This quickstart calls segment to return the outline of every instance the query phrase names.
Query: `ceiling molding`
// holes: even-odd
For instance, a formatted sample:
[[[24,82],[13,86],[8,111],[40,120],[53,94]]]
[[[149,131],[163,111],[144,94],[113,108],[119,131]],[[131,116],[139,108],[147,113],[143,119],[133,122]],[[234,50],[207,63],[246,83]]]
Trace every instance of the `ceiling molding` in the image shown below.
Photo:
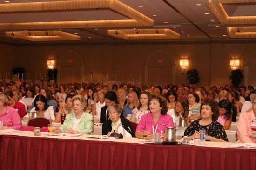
========
Instruction -> Copy out the material above word for word, leaving out the picture.

Written solution ->
This quickstart calls segment to return the outline of every instance the query phrase names.
Query: `ceiling molding`
// holes: even-odd
For instance, a formatted sample:
[[[24,82],[13,86],[8,111],[40,120],[53,94]]]
[[[149,131],[163,111],[144,94],[113,108],[119,131]],[[131,116],[139,108],[147,113],[143,119],[133,122]],[[234,50],[207,63],[246,83]]]
Trace every instance of the `ceiling molding` in the image shown below.
Photo:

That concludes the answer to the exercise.